▸ **Task goal**: What lines of the data below hold the string "brown"? Copy each one out.
----------
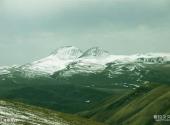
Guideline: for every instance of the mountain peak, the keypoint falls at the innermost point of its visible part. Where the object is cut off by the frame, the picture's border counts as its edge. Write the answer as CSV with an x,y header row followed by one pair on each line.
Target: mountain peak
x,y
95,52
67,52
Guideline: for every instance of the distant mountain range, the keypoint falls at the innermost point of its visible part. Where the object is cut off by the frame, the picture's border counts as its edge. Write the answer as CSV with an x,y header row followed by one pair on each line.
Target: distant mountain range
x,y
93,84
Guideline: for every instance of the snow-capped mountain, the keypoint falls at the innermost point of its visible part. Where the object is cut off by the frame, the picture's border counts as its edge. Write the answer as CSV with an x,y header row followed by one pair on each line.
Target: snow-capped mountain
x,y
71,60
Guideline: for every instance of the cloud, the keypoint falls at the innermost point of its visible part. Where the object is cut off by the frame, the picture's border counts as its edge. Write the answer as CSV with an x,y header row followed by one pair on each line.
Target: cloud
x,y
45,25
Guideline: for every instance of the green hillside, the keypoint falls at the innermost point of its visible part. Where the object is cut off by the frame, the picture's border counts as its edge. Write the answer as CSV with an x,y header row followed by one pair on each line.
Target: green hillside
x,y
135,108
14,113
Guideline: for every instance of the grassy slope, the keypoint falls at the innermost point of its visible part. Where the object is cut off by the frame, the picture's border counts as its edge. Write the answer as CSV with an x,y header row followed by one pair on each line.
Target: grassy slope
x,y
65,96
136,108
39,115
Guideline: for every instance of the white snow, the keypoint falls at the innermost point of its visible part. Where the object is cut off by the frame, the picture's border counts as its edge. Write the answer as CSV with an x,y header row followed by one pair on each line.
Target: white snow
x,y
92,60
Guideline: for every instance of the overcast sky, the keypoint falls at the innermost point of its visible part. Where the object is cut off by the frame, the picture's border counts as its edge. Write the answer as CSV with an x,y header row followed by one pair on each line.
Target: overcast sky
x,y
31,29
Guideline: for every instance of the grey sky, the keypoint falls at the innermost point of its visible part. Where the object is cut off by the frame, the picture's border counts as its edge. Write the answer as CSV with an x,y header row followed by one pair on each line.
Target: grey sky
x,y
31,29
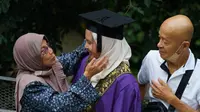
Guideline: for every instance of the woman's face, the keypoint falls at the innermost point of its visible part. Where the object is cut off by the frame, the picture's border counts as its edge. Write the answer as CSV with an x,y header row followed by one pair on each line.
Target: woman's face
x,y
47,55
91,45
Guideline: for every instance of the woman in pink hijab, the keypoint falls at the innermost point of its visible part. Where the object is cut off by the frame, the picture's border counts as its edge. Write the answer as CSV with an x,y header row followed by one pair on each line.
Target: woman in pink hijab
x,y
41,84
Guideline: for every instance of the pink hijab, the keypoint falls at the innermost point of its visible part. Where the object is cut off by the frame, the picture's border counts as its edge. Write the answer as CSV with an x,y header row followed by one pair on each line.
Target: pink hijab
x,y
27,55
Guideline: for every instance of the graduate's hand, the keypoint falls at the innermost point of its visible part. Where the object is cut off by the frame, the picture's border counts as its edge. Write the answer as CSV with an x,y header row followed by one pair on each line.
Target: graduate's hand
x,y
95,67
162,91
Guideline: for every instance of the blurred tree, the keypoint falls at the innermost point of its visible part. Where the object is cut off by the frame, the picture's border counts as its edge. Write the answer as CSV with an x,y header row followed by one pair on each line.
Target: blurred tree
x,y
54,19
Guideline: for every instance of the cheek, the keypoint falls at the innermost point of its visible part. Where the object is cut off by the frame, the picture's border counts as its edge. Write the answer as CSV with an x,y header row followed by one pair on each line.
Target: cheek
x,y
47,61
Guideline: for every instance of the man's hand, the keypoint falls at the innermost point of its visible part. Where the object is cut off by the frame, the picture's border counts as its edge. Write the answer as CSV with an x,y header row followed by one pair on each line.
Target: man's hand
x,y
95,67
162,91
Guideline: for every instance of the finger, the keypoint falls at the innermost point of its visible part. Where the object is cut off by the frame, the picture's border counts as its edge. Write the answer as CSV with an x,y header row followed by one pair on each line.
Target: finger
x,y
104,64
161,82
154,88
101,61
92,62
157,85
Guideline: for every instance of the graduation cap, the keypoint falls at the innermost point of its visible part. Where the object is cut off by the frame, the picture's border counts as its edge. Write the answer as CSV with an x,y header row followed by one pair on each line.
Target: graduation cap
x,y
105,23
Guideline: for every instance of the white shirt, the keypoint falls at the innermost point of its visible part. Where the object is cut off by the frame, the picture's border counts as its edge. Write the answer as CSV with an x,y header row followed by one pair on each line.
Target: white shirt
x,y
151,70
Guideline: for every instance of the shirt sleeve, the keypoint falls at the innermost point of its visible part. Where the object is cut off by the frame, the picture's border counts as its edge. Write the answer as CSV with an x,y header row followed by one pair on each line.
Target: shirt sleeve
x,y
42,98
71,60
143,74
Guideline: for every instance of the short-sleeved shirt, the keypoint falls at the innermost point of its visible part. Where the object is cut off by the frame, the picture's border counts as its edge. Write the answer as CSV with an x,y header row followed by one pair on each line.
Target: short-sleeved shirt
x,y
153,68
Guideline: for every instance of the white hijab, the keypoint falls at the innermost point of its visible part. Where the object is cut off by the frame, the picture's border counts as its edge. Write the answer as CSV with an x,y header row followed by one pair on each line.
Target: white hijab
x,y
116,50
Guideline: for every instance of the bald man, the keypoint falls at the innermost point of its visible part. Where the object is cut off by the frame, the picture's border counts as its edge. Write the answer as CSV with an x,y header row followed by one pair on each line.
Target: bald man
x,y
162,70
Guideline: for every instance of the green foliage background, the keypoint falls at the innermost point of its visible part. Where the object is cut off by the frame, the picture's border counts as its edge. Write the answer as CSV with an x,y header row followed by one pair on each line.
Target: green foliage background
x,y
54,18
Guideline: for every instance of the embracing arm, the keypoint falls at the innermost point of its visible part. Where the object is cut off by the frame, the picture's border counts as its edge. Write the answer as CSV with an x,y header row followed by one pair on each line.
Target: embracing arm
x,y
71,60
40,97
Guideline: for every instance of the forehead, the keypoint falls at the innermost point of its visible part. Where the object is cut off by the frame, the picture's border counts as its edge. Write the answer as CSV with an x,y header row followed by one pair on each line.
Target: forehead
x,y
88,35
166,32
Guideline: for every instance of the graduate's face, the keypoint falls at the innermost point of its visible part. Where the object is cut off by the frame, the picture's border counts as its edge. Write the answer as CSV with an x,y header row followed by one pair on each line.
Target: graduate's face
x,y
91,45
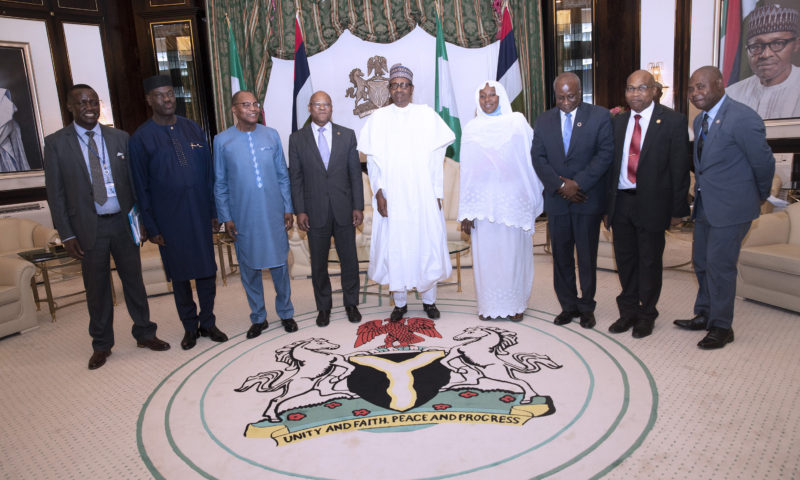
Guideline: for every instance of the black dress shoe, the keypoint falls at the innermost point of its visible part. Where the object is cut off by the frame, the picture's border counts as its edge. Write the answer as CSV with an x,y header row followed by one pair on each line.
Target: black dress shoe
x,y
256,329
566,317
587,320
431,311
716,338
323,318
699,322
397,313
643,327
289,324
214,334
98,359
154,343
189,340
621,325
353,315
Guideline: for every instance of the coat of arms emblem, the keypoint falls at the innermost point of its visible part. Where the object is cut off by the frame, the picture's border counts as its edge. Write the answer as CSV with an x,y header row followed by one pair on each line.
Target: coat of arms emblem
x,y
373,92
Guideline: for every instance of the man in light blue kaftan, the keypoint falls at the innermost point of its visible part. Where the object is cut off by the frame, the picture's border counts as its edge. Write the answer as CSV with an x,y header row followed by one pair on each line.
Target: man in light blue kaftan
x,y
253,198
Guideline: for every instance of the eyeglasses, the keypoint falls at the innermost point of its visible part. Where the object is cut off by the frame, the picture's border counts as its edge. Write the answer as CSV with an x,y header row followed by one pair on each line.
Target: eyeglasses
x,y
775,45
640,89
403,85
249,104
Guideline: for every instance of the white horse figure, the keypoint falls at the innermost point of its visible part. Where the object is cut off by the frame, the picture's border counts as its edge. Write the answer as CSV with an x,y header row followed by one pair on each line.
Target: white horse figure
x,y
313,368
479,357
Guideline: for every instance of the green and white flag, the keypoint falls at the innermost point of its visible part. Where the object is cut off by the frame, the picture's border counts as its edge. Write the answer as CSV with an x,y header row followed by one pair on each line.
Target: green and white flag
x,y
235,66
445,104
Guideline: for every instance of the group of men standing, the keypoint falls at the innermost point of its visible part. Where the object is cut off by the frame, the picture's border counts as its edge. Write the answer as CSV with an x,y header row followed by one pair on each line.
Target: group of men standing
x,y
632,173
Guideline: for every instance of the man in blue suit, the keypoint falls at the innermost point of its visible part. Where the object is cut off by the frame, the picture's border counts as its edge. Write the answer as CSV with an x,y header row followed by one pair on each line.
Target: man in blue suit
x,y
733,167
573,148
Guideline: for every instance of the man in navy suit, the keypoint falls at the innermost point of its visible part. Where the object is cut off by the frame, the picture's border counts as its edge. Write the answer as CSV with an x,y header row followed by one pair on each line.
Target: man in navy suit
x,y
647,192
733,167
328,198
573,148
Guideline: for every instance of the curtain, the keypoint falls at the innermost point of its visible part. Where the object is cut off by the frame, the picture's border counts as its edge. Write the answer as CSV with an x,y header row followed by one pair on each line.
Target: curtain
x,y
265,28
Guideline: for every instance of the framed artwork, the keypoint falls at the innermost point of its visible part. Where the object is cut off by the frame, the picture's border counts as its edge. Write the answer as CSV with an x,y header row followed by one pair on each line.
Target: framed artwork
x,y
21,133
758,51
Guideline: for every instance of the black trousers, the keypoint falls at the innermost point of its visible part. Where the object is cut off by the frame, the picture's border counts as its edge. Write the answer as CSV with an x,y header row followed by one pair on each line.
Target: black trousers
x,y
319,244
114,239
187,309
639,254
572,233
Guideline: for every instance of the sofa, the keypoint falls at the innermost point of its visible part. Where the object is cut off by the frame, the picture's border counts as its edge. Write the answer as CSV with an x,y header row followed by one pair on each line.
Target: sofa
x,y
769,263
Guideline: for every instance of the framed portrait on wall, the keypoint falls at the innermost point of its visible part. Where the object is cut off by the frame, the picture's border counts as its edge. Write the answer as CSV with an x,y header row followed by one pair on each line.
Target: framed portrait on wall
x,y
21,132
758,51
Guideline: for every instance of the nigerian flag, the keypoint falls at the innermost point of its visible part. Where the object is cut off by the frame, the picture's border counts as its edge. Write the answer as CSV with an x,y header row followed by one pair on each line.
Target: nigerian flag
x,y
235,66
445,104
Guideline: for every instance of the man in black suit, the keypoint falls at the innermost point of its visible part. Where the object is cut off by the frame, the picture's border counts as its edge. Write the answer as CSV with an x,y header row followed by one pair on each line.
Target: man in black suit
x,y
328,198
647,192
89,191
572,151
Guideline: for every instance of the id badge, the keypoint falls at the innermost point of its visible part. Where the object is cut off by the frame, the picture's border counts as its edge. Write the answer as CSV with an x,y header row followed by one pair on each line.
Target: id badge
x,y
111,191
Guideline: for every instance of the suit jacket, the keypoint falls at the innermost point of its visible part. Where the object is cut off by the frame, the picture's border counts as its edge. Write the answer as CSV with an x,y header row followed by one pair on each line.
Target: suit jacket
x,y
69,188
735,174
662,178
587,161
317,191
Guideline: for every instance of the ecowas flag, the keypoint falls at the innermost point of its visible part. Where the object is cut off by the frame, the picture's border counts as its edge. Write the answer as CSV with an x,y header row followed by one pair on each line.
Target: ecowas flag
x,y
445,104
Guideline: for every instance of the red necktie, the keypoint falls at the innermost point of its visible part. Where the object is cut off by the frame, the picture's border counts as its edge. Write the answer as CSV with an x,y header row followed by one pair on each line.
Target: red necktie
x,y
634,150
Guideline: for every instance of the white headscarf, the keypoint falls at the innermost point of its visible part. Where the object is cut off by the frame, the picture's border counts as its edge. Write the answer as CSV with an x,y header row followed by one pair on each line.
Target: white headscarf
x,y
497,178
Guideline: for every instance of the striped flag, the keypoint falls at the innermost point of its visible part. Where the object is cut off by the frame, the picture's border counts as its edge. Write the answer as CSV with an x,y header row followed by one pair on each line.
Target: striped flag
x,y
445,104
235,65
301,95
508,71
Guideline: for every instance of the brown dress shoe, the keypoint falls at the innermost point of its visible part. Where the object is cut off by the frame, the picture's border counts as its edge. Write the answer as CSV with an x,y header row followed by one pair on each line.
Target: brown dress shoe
----------
▸ **Result below**:
Guideline: for every instance of the brown dress shoe, the keypoint falls at the innermost point of its visible part. Where the object is cut off by the frame, the picture's border counts as its edge. Write the answer as CSV with an x,y header row followed by one pair on each line.
Target: brown dress shoe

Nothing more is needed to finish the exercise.